> Problem
Could you lay out the material below as a numbered list, starting at its first line and stopping after the line that contains "220, 327, 297]]", with any blank lines left out?

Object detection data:
****************

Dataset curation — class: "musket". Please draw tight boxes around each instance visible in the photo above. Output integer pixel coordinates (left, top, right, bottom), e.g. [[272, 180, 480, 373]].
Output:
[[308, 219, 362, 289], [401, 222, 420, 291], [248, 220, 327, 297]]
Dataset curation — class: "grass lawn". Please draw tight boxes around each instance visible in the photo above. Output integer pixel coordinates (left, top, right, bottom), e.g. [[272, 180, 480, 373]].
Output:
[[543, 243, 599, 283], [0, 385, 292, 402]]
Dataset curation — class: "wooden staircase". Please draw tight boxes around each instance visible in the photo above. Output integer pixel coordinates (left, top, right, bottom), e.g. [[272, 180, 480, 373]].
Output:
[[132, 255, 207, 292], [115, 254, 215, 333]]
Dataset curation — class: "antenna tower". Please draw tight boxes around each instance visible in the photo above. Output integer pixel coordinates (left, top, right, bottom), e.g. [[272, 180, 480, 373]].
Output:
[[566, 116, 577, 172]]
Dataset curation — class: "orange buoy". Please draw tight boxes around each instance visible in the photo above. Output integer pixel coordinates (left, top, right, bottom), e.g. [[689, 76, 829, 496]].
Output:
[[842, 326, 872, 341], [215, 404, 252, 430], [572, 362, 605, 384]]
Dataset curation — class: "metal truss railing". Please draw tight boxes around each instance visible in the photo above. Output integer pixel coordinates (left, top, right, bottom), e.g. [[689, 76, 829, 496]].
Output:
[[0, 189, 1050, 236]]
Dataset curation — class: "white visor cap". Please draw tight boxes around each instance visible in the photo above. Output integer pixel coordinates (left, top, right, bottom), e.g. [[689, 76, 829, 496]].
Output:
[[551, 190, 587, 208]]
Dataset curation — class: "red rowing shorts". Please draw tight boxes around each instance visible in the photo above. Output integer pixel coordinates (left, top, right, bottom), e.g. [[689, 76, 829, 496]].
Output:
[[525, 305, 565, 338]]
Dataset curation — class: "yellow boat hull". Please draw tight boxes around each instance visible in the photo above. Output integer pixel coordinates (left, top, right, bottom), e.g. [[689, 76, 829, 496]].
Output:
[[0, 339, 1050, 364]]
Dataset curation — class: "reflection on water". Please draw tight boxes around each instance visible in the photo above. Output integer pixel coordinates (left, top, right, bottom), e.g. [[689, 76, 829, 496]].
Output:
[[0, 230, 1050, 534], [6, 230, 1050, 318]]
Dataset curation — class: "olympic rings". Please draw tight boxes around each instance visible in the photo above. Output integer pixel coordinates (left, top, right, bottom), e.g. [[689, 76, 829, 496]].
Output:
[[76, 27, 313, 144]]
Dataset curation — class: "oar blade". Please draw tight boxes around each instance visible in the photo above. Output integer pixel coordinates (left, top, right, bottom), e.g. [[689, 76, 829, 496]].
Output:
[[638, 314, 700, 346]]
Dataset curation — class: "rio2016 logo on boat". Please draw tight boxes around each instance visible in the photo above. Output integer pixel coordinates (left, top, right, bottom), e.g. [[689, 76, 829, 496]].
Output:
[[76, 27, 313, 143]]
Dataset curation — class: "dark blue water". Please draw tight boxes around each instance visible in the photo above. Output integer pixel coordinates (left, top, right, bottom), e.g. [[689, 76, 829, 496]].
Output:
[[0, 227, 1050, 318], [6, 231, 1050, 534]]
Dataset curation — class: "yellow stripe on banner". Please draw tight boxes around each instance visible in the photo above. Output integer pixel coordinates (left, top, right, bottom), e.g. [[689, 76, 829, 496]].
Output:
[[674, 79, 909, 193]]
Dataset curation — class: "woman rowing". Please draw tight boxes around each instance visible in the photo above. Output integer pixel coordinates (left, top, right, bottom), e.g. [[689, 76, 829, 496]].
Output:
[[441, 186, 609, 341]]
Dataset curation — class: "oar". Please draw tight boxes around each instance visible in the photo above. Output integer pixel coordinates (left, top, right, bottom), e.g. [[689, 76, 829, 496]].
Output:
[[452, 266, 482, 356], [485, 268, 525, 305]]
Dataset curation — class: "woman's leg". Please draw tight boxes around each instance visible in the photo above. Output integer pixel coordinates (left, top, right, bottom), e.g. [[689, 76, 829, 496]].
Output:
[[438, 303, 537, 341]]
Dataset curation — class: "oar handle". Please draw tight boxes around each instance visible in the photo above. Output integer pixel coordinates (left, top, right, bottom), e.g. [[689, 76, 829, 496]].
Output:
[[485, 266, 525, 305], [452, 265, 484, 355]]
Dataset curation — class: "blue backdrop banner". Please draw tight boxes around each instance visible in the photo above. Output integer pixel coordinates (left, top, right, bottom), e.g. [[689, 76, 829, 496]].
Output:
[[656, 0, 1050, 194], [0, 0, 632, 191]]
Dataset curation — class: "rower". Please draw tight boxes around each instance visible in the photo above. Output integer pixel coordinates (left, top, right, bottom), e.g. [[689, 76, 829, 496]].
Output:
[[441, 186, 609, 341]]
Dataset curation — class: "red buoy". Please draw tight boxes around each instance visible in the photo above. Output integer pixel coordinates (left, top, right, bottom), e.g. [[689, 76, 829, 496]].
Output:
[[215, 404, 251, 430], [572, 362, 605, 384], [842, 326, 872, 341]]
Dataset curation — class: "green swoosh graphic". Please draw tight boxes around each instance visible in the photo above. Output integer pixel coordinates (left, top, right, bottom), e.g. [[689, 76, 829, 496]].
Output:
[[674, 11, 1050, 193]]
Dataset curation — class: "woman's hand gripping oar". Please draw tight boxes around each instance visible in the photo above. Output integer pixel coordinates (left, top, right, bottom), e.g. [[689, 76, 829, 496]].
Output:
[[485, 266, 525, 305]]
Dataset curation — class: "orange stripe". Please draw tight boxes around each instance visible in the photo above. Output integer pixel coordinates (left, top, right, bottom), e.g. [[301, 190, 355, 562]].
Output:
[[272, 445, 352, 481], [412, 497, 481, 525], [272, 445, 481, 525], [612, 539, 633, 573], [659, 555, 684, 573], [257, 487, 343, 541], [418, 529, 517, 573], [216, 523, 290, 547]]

****************

> Written answer
1. Dataset curation — class: "musket". Please draw tight boxes around each instance visible in the photo above. Output integer pixel coordinates (left, top, right, bottom), e.g. [[272, 180, 480, 373]].
2. Output:
3. [[308, 219, 362, 289], [401, 222, 420, 291], [248, 220, 327, 297]]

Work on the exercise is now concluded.